═══ Trecho fornecido

Quinta, 25 Abril 2024

Nas últimas semanas acompanhei a discussão provocada pelos artigos da coluna Debate Sindical (‘Sindicatos se partidarizaram’, ‘Sindicatos perderam o referencial político e ideológico’ e ‘Sindicalista em Desespero’). Todos eles falam da mudança de rumo acontecida aos sindicatos após a década de 1990, com a perda dos referenciais orientadores das entidades e, principalmente, um afastamento da base. Nesta coluna, na semana passada, também toquei no assunto, ao buscar o resgate do sentido do 1º de maio. Além dos artigos, os debates produzidos apresentaram a necessidade de resgatar a identidade profissional e o descaso dos sindicatos com este processo. Mas, porque isto está acontecendo?

 

Muitos são os pesquisadores que se debruçaram sobre este problema, porém, um filósofo austríaco, preocupado com os rumos do capitalismo, soube nos dar algumas possibilidades por tal crise e, ainda, apontar caminhos. André Gorz (1923-2007), no livro Metamorfoses do Trabalho: Crítica da Razão Econômica (São Paulo, Annablume, 2003), aponta os efeitos que as mudanças no processo de trabalho geraram aos sentidos do trabalho.

 

Para ele, a característica mais importante do trabalho,

 

... aquele que ‘temos’, ‘procuramos’, ‘oferecemos’ – é ser uma atividade que se realiza na esfera pública, solicitada, definida e reconhecida útil por outros alem de nós e, a este título, remunerada. É pelo trabalho remunerado (mais particularmente, pelo trabalho assalariado) que pertencemos à esfera pública, adquirimos uma existência e uma identidade sociais (isto é, uma ‘profissão’), inserimos em uma rede de relações e intercâmbios, onde a outros somos equiparados e sobre os quais vemos conferidos certos direitos, em troca de certos deveres. (p. 21)

 

Porém, para Gorz, esta característica vai se esvaindo concomitantemente as mudanças do processo de trabalho. A passagem do fordismo/taylorismo para o toyotismo, da produção em massa e rotinizada para a produção em célula e altamente informatizada, ou seja, da ultra-especialização para a polivalência tecnológica, faz com que o trabalhador se torne híbrido, sem referências ao ofício. Tal elemento auxilia no processo de individualização e conseqüente desintegração da classe operária.

══════
═══ Dados do exercício

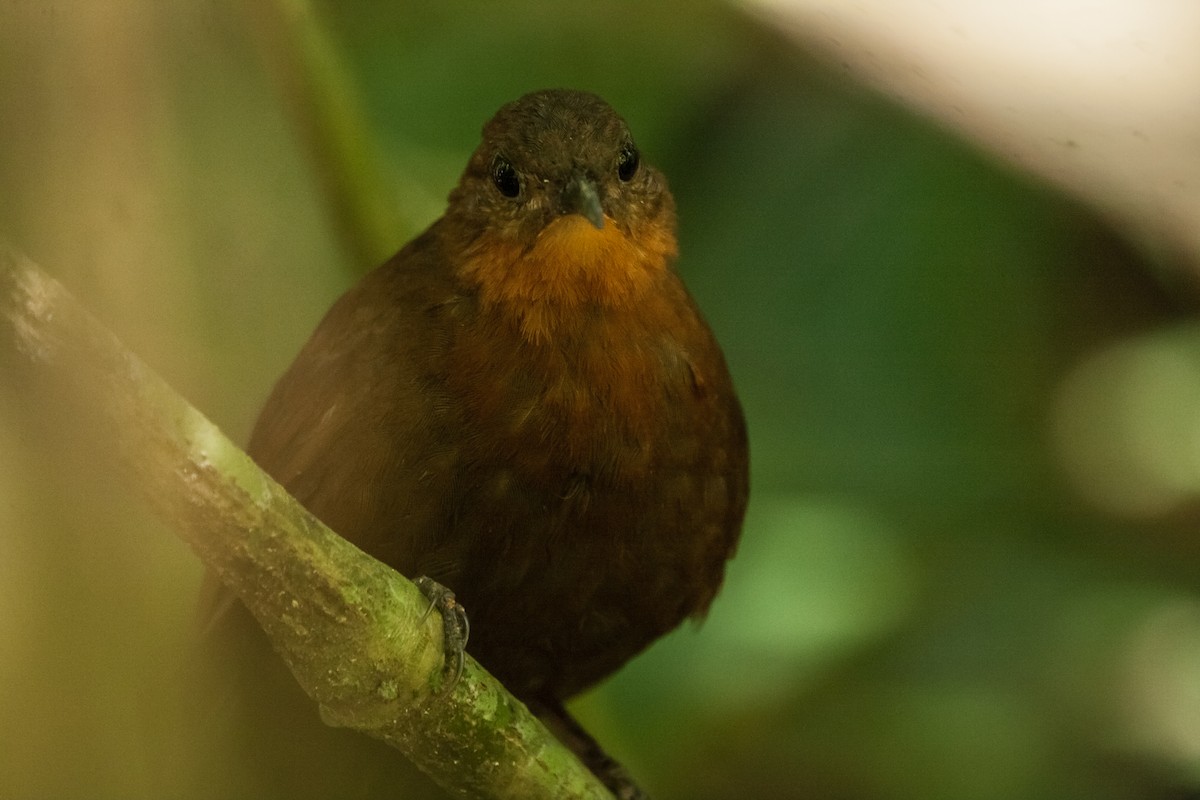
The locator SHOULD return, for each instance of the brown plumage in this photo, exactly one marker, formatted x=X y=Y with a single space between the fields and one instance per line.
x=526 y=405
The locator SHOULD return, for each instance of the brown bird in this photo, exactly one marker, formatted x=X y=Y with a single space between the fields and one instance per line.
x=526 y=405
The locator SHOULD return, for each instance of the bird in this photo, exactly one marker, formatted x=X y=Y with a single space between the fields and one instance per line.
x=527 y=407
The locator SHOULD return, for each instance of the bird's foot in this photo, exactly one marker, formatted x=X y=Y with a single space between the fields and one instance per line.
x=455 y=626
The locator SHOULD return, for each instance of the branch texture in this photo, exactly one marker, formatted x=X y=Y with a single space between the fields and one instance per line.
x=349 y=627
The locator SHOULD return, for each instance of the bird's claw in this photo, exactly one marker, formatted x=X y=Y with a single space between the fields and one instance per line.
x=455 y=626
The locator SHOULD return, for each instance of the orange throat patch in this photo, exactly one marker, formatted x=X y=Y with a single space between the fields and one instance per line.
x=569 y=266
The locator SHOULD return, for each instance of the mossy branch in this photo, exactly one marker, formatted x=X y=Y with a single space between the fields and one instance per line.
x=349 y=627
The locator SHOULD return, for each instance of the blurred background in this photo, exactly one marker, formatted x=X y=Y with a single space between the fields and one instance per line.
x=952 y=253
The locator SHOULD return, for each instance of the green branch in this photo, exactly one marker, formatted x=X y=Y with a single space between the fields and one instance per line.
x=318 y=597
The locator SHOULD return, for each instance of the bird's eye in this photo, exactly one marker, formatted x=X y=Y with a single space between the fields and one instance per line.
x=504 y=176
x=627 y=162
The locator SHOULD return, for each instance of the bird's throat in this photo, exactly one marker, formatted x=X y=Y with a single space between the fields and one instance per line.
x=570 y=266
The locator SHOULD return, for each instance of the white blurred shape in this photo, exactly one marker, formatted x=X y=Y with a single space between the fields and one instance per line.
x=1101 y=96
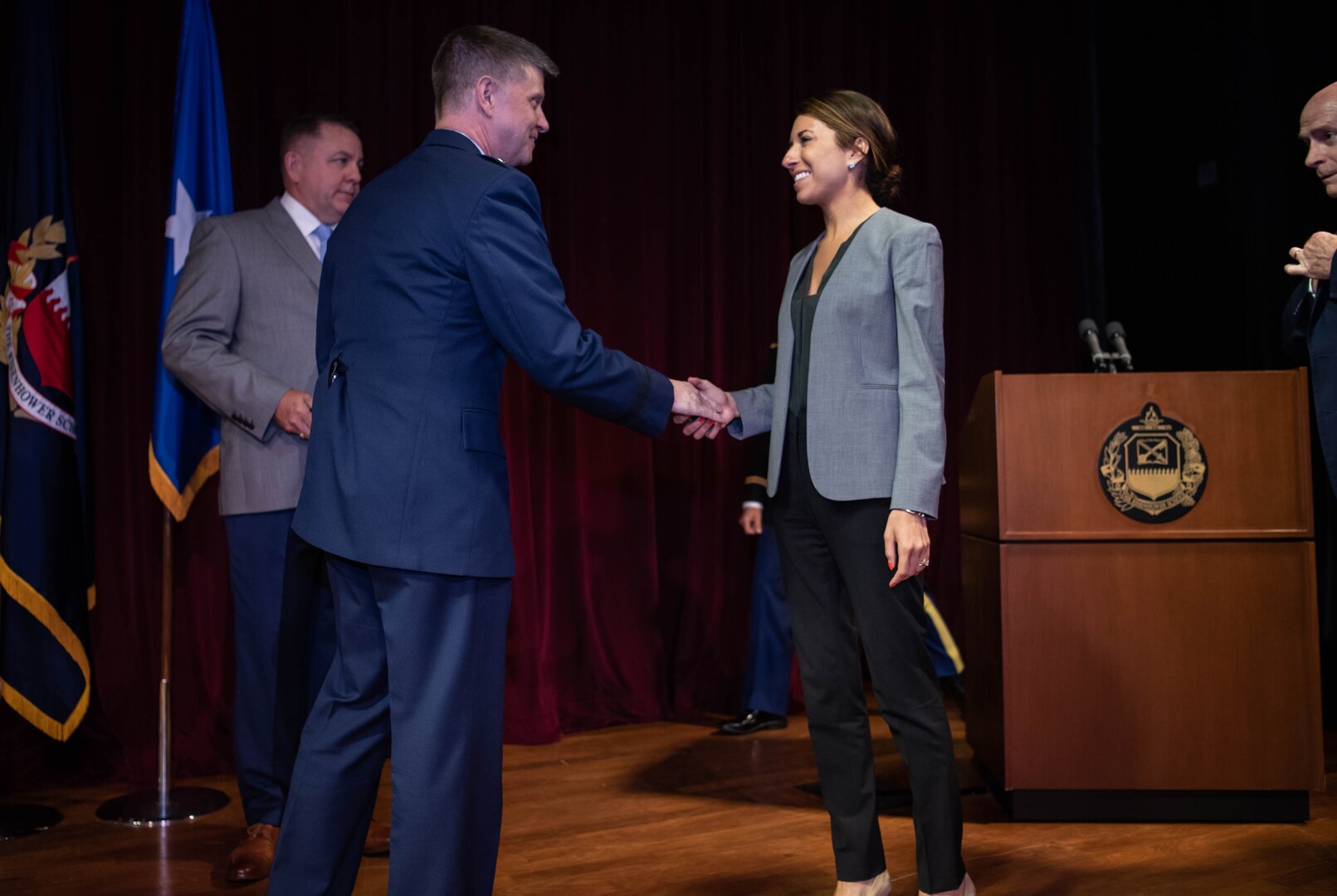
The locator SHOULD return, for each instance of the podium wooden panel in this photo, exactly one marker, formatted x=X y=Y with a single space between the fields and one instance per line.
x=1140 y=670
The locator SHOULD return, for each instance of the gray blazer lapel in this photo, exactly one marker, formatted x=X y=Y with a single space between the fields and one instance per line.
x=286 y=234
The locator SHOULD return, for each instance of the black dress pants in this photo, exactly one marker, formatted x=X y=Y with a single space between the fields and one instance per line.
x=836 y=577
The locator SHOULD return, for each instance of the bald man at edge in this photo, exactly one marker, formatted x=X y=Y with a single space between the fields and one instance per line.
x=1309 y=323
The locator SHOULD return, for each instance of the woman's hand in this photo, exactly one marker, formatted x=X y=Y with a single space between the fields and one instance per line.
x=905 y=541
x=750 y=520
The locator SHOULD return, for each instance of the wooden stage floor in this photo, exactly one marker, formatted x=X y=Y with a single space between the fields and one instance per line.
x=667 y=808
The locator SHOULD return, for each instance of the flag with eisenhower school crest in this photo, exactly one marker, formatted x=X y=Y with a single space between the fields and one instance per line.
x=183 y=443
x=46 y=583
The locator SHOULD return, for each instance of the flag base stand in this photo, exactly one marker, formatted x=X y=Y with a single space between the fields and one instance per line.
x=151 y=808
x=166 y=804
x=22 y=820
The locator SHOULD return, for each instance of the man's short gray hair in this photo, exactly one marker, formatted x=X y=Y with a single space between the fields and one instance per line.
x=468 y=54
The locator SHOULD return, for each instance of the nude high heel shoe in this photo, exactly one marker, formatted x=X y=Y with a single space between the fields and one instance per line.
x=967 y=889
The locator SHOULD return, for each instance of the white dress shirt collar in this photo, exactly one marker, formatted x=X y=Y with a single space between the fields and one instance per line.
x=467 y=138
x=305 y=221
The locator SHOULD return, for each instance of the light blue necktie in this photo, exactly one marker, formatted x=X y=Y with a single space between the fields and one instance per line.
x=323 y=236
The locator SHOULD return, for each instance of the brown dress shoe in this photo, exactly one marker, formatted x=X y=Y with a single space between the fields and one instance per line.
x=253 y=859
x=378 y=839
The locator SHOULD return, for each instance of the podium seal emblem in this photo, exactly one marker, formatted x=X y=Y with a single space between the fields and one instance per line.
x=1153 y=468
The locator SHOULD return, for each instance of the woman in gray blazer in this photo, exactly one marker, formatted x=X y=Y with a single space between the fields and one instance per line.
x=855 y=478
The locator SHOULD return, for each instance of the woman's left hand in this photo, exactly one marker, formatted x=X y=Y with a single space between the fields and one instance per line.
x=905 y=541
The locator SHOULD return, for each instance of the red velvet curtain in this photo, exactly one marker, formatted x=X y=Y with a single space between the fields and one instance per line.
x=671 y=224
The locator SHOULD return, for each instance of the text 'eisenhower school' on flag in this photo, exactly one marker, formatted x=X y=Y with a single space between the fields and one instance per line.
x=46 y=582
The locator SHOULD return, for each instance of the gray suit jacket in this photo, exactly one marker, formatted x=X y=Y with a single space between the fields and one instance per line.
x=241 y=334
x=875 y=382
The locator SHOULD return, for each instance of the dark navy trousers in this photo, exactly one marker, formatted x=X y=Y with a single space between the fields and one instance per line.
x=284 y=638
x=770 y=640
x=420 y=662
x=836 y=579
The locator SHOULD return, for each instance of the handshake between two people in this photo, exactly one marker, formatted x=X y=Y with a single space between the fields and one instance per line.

══════

(Tarefas propostas):
[1] Nos registros, reescreva da linha que contém "The locator SHOULD return, for each instance of the dark" até a linha que contém "x=836 y=579", trocando "dark navy trousers" por "navy blue trousers" e deixando todo o resto igual.
[2] Prossiga com o texto sobre a crise dos sindicatos e os sentidos do trabalho, a partir do ponto em que ele termina.
O texto e os registros não têm nenhuma relação entre si.

(Respostas escritas):
[1]
The locator SHOULD return, for each instance of the navy blue trousers in this photo, exactly one marker, formatted x=X y=Y with a single space between the fields and one instance per line.
x=284 y=638
x=770 y=640
x=420 y=662
x=836 y=579

[2]
Com relação a identidade, esta passa a ser fragmentada. Isto, pois, ao adquirimos uma identidade social baseada no trabalho, mais especificamente na profissão, a idéia de  um mundo onde a nossa profissão é resultado de inúmeros ofícios fará com que construamos uma identidade fragmentada, pois somos compostos por um emaranhado de habilidades oriundas de diversas áreas. A idéia da identidade profissional se perde e dá lugar a outros tipos de identidades sociais, compostas pelas outras esferas que o indivíduo freqüenta. Ou seja, uma identidade decomposta em diversas identidades. Isto faz com que os indivíduos não vejam o trabalho como integrador ou apenas como o único fator integrador. E como resolvemos esta questão?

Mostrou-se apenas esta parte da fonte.